EXERCISE: Nothing but the pictures may be left out. Restate the rest of the entries word for word.

Stored items from a collection:
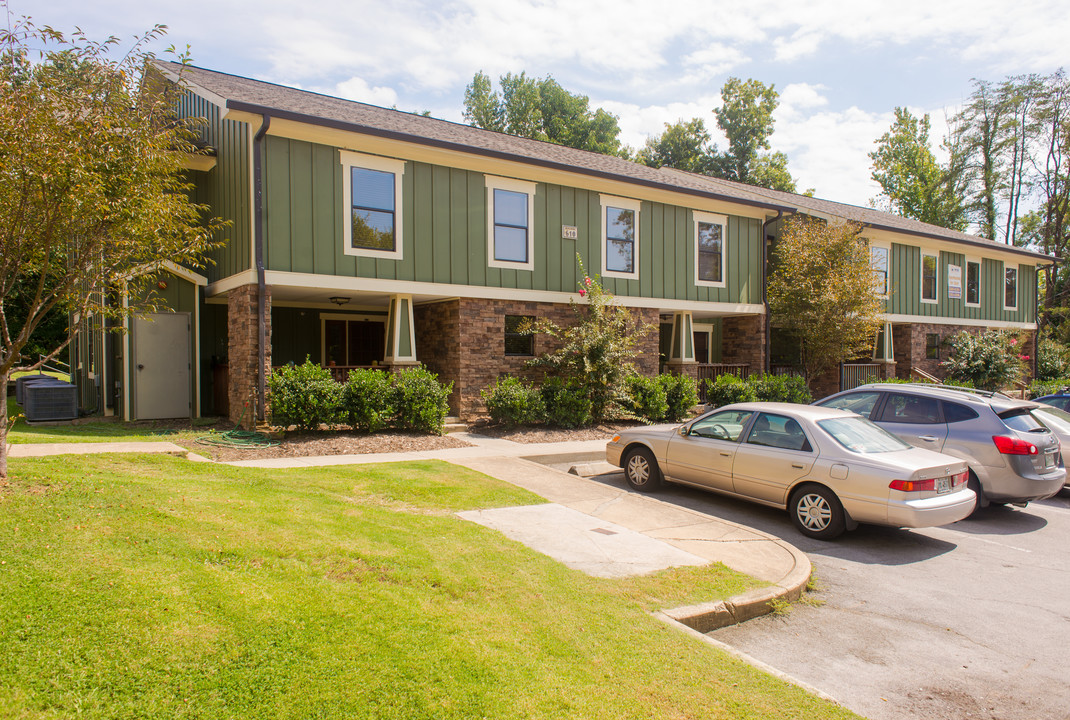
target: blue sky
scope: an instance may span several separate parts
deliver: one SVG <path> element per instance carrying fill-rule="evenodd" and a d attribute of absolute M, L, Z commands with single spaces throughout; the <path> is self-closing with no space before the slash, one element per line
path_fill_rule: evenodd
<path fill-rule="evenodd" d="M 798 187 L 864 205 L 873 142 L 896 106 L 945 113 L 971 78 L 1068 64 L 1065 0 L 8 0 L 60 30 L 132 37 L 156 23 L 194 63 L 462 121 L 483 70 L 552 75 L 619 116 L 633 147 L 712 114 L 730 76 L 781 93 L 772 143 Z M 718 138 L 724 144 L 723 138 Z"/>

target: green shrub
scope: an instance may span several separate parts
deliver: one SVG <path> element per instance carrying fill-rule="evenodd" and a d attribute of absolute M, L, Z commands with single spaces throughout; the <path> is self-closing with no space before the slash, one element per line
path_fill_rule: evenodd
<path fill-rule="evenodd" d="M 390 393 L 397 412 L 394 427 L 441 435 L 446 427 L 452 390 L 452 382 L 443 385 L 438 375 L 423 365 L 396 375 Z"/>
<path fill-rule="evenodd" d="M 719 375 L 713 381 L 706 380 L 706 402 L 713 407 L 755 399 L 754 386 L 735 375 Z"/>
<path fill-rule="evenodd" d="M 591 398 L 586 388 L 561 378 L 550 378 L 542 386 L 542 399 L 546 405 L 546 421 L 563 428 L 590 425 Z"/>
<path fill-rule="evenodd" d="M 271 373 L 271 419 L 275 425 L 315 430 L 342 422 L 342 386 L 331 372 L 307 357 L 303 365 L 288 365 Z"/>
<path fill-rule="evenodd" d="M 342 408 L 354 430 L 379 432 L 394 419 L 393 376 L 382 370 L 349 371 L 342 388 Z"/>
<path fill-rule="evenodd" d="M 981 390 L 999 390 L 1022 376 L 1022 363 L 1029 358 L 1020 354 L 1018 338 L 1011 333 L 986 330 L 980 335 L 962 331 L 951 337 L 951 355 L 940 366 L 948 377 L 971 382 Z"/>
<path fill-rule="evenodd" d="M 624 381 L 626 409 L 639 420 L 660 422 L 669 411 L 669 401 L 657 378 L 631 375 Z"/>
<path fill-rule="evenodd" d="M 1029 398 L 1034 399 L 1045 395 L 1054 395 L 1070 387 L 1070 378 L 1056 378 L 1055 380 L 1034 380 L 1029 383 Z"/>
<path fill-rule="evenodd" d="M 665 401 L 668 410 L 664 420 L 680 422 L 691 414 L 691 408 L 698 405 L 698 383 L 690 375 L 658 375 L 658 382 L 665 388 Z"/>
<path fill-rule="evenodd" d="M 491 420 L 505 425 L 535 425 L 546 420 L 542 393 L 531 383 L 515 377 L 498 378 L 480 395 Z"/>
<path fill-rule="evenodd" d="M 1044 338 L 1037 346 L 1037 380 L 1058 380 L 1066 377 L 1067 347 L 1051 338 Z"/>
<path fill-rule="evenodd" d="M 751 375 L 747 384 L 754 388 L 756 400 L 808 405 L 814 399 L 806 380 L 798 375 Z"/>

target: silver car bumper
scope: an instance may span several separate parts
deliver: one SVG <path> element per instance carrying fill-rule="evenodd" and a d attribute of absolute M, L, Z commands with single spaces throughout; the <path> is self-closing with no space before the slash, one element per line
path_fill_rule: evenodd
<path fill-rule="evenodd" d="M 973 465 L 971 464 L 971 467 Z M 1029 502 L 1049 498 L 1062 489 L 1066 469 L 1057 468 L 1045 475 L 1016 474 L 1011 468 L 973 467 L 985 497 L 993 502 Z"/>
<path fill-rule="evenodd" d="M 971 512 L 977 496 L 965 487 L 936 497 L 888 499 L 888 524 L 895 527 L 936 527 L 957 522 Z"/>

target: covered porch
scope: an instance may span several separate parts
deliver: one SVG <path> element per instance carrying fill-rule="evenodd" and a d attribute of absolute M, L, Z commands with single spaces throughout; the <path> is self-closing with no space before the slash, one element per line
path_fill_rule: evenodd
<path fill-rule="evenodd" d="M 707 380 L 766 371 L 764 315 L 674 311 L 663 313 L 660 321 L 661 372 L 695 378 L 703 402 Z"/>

RESULT OF THE TASK:
target: blue sky
scope: an instance may span several separate parts
deliver: one SVG <path> element per instance carrying fill-rule="evenodd" and a d attribute of absolute M, L, Z commands with single spaces throughout; the <path> is self-closing with no space before the slash, one element per line
path_fill_rule: evenodd
<path fill-rule="evenodd" d="M 798 187 L 864 205 L 873 142 L 896 106 L 945 113 L 971 78 L 1068 64 L 1065 0 L 8 0 L 60 30 L 132 37 L 156 23 L 194 63 L 462 121 L 483 70 L 552 75 L 619 116 L 633 147 L 712 114 L 730 76 L 781 93 L 772 143 Z M 718 138 L 724 144 L 723 138 Z"/>

target: green shrub
scope: an instance may span several separate parts
deliver: one SVG <path> element per instance carrying fill-rule="evenodd" and a d attribute of absolute M, L, Z commands with single spaces throughout; the <path> is self-closing with no space before the slash, one element per line
path_fill_rule: evenodd
<path fill-rule="evenodd" d="M 390 393 L 397 412 L 394 427 L 441 435 L 446 427 L 452 390 L 452 382 L 443 385 L 438 375 L 423 365 L 396 375 Z"/>
<path fill-rule="evenodd" d="M 719 375 L 713 381 L 706 380 L 706 402 L 713 407 L 755 399 L 754 386 L 735 375 Z"/>
<path fill-rule="evenodd" d="M 591 398 L 586 388 L 561 378 L 550 378 L 542 386 L 542 399 L 546 405 L 546 421 L 563 428 L 590 425 Z"/>
<path fill-rule="evenodd" d="M 271 373 L 271 419 L 275 425 L 315 430 L 342 422 L 342 386 L 331 372 L 307 357 L 303 365 L 288 365 Z"/>
<path fill-rule="evenodd" d="M 342 408 L 354 430 L 379 432 L 394 419 L 393 376 L 382 370 L 349 371 L 342 388 Z"/>
<path fill-rule="evenodd" d="M 981 390 L 999 390 L 1022 376 L 1022 363 L 1029 358 L 1020 354 L 1018 338 L 1011 333 L 986 330 L 980 335 L 962 331 L 951 337 L 951 355 L 940 366 L 948 377 L 971 382 Z"/>
<path fill-rule="evenodd" d="M 624 381 L 626 409 L 639 420 L 660 422 L 669 411 L 669 401 L 657 378 L 631 375 Z"/>
<path fill-rule="evenodd" d="M 1029 398 L 1034 399 L 1045 395 L 1054 395 L 1070 387 L 1070 378 L 1056 378 L 1055 380 L 1034 380 L 1029 383 Z"/>
<path fill-rule="evenodd" d="M 665 401 L 668 410 L 664 420 L 680 422 L 691 414 L 691 408 L 698 405 L 698 383 L 690 375 L 658 375 L 658 382 L 665 388 Z"/>
<path fill-rule="evenodd" d="M 491 420 L 505 425 L 535 425 L 546 420 L 542 393 L 531 383 L 515 377 L 498 378 L 480 395 Z"/>
<path fill-rule="evenodd" d="M 1044 338 L 1037 346 L 1037 380 L 1058 380 L 1066 377 L 1067 347 L 1051 338 Z"/>
<path fill-rule="evenodd" d="M 751 375 L 747 384 L 754 388 L 756 400 L 808 405 L 814 399 L 806 380 L 798 375 Z"/>

target: silver car bumper
scope: an instance may span several separate parts
deliver: one SVG <path> element per instance carrying fill-rule="evenodd" and a d attribute of absolute M, L, Z commands with single spaces throughout; the <path> is self-closing with no space before the slash, one element per line
path_fill_rule: evenodd
<path fill-rule="evenodd" d="M 973 465 L 971 464 L 971 467 Z M 1029 502 L 1049 498 L 1062 489 L 1066 469 L 1057 468 L 1045 475 L 1016 474 L 1011 468 L 973 467 L 985 497 L 993 502 Z"/>
<path fill-rule="evenodd" d="M 971 512 L 977 496 L 965 487 L 936 497 L 888 499 L 888 524 L 895 527 L 936 527 L 957 522 Z"/>

target: covered porch
scope: an instance may span several separate parts
deliver: one SVG <path> element per instance carrying fill-rule="evenodd" and a d attribute of absolute M, L, Z commands with single spaces throughout; the <path> is self-closing with no space before the slash, one element per line
path_fill_rule: evenodd
<path fill-rule="evenodd" d="M 707 380 L 766 371 L 764 315 L 674 311 L 663 313 L 660 321 L 661 372 L 695 378 L 703 402 Z"/>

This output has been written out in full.